Return everything from the line containing "Provide the polygon of every instance of the person" down to the end of the data, character for character.

Object outline annotations
☆ ☆ ☆ ☆ ☆ ☆ ☆
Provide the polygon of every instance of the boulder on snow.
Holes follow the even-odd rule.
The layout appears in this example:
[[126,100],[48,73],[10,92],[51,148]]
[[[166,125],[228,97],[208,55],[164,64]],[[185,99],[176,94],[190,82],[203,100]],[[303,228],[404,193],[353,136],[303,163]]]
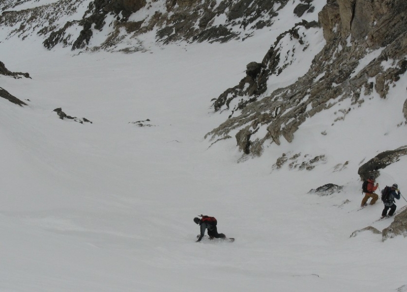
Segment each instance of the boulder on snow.
[[377,229],[375,228],[373,226],[367,226],[367,227],[365,227],[363,229],[360,229],[360,230],[356,230],[356,231],[354,231],[352,232],[352,234],[351,234],[350,237],[354,237],[358,234],[359,234],[360,232],[362,232],[363,231],[371,231],[375,234],[381,234],[382,232],[379,231]]
[[27,105],[25,102],[20,100],[20,99],[14,95],[10,94],[8,91],[3,88],[2,88],[1,87],[0,87],[0,97],[6,98],[7,99],[7,100],[13,102],[13,103],[15,103],[16,104],[18,104],[21,107]]
[[62,111],[62,108],[58,108],[57,109],[55,109],[53,112],[55,112],[56,114],[58,115],[58,116],[60,117],[60,119],[61,120],[63,120],[64,119],[68,119],[69,120],[73,120],[75,122],[78,122],[78,123],[80,123],[81,124],[83,124],[83,122],[86,123],[91,123],[91,124],[93,123],[91,121],[86,119],[86,118],[78,118],[76,117],[71,117],[71,116],[68,116],[65,113]]
[[390,225],[383,229],[382,241],[385,241],[399,235],[407,237],[407,209],[396,215]]
[[333,183],[327,183],[322,187],[319,187],[316,190],[312,189],[308,194],[316,194],[321,197],[329,196],[335,193],[340,193],[341,190],[343,188],[343,187],[334,184]]
[[21,77],[21,76],[23,76],[25,78],[30,78],[31,77],[30,76],[30,74],[28,73],[22,73],[21,72],[11,72],[7,68],[6,68],[6,66],[4,65],[4,63],[1,61],[0,61],[0,74],[2,75],[5,75],[6,76],[11,76],[16,79],[19,79]]
[[401,156],[405,155],[407,155],[407,146],[382,152],[361,166],[358,174],[362,180],[367,180],[371,175],[377,177],[380,174],[379,169],[398,161]]

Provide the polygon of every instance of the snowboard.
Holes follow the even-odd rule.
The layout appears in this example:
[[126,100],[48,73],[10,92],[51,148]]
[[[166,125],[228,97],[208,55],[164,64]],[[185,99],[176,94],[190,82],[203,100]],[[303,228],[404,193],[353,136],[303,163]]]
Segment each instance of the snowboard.
[[[196,235],[196,238],[199,238],[200,234],[198,234]],[[213,242],[227,242],[229,243],[232,243],[235,241],[235,238],[233,237],[226,237],[225,238],[213,238],[211,239],[208,235],[204,235],[204,237],[202,237],[202,239],[200,241],[213,241]]]

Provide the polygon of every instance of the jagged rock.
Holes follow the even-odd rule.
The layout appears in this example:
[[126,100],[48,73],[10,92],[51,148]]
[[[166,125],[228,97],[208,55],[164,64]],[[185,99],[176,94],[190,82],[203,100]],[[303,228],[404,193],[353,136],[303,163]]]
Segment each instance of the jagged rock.
[[250,136],[252,132],[248,129],[242,129],[236,134],[236,141],[239,149],[245,154],[249,154],[250,151]]
[[[6,8],[17,9],[20,4],[5,1]],[[7,11],[0,15],[0,23],[10,26],[23,23],[9,33],[18,33],[22,38],[30,36],[34,27],[39,29],[38,34],[44,36],[43,44],[48,49],[62,44],[64,47],[70,46],[72,49],[114,50],[119,43],[128,44],[127,37],[135,40],[134,44],[128,44],[121,50],[131,52],[144,49],[142,42],[137,41],[137,37],[153,30],[157,32],[158,41],[164,43],[180,40],[222,42],[238,37],[250,37],[252,30],[246,30],[271,26],[278,10],[288,2],[288,0],[167,0],[163,9],[156,11],[155,1],[94,0],[89,3],[82,18],[75,18],[78,15],[78,7],[86,1],[60,1],[33,8]],[[137,21],[133,29],[122,30],[126,28],[132,14],[141,8],[147,12],[146,18]],[[150,9],[154,13],[148,13]],[[114,18],[108,15],[113,15]],[[225,22],[214,24],[215,18],[221,15],[226,16]],[[66,22],[59,21],[63,15],[68,19]],[[94,34],[106,26],[112,29],[113,32],[101,43],[89,47]]]
[[[327,42],[331,42],[338,30],[340,31],[339,5],[335,1],[330,1],[318,14],[319,23],[324,30],[324,37]],[[339,30],[334,30],[338,25]]]
[[299,17],[301,17],[305,12],[311,8],[311,5],[309,3],[303,4],[300,3],[294,8],[294,14]]
[[370,175],[377,177],[379,175],[379,169],[398,161],[401,156],[405,155],[407,155],[407,146],[382,152],[361,166],[358,170],[358,174],[363,180],[367,180]]
[[25,102],[21,101],[14,95],[12,95],[8,91],[1,87],[0,87],[0,97],[6,98],[9,101],[15,103],[16,104],[18,104],[20,107],[27,105]]
[[6,76],[11,76],[16,79],[21,78],[21,76],[20,75],[23,76],[25,78],[31,78],[31,77],[30,76],[30,74],[28,73],[11,72],[7,68],[6,68],[6,65],[5,65],[4,63],[1,61],[0,61],[0,74],[5,75]]
[[361,229],[360,230],[356,230],[356,231],[354,231],[352,232],[352,234],[351,234],[350,237],[354,237],[358,234],[359,234],[360,232],[362,232],[363,231],[371,231],[375,234],[381,234],[382,232],[379,231],[376,228],[375,228],[373,226],[367,226],[363,228],[363,229]]
[[407,209],[395,216],[393,222],[382,233],[382,241],[399,235],[407,237]]
[[[371,11],[372,15],[362,15],[361,10],[364,7]],[[304,22],[279,36],[265,56],[261,62],[264,67],[255,80],[246,76],[215,101],[215,111],[228,111],[231,114],[227,121],[205,137],[216,140],[230,131],[252,125],[257,127],[256,130],[259,127],[266,127],[267,131],[258,130],[266,133],[263,137],[252,136],[260,143],[271,139],[280,145],[281,137],[292,142],[305,120],[345,99],[351,100],[351,106],[338,111],[341,115],[333,120],[333,125],[343,120],[352,110],[363,106],[361,92],[369,95],[374,90],[386,98],[390,87],[407,70],[407,18],[403,12],[406,9],[407,2],[402,0],[329,0],[318,14],[327,43],[315,56],[308,72],[291,85],[265,93],[268,81],[285,68],[279,65],[281,63],[280,41],[289,35],[291,40],[303,43],[304,28],[308,26]],[[352,43],[348,38],[351,35]],[[359,60],[379,47],[385,47],[380,56],[355,72]],[[383,62],[390,63],[385,69]],[[229,109],[234,99],[239,101]]]
[[150,123],[151,121],[150,119],[147,119],[147,120],[143,121],[137,121],[136,122],[129,122],[129,124],[133,124],[135,125],[137,125],[139,127],[152,127],[153,125],[151,124],[149,124],[148,123]]
[[60,119],[61,120],[63,120],[64,119],[68,119],[69,120],[73,120],[75,122],[78,122],[79,123],[83,124],[83,122],[86,123],[91,123],[92,124],[92,122],[88,120],[85,118],[77,118],[76,117],[71,117],[71,116],[68,116],[65,113],[62,111],[62,108],[58,108],[57,109],[55,109],[53,112],[55,112],[56,114],[58,115],[58,116],[60,117]]
[[404,115],[404,118],[405,119],[405,123],[407,123],[407,99],[403,104],[403,115]]
[[406,292],[407,291],[407,285],[403,285],[397,288],[396,290],[397,292]]
[[316,194],[321,197],[329,196],[333,194],[340,193],[341,190],[343,188],[343,187],[334,184],[333,183],[327,183],[322,187],[319,187],[316,190],[312,189],[308,194]]

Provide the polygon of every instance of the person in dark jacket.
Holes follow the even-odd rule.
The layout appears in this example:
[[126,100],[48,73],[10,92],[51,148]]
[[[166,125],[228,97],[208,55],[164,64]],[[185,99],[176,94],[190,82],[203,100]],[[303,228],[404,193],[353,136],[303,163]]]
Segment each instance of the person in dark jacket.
☆ ☆ ☆ ☆ ☆ ☆ ☆
→ **Response**
Provide the polygon of every instance of the person in dark jacket.
Holes follow the even-odd rule.
The layout appears in this example:
[[126,100],[48,73],[10,92],[51,148]]
[[[166,125],[228,97],[208,55],[164,64]],[[185,99],[176,94],[190,82],[203,100]],[[303,228],[404,193],[353,136],[303,163]]]
Segment each instance of the person in dark jacket.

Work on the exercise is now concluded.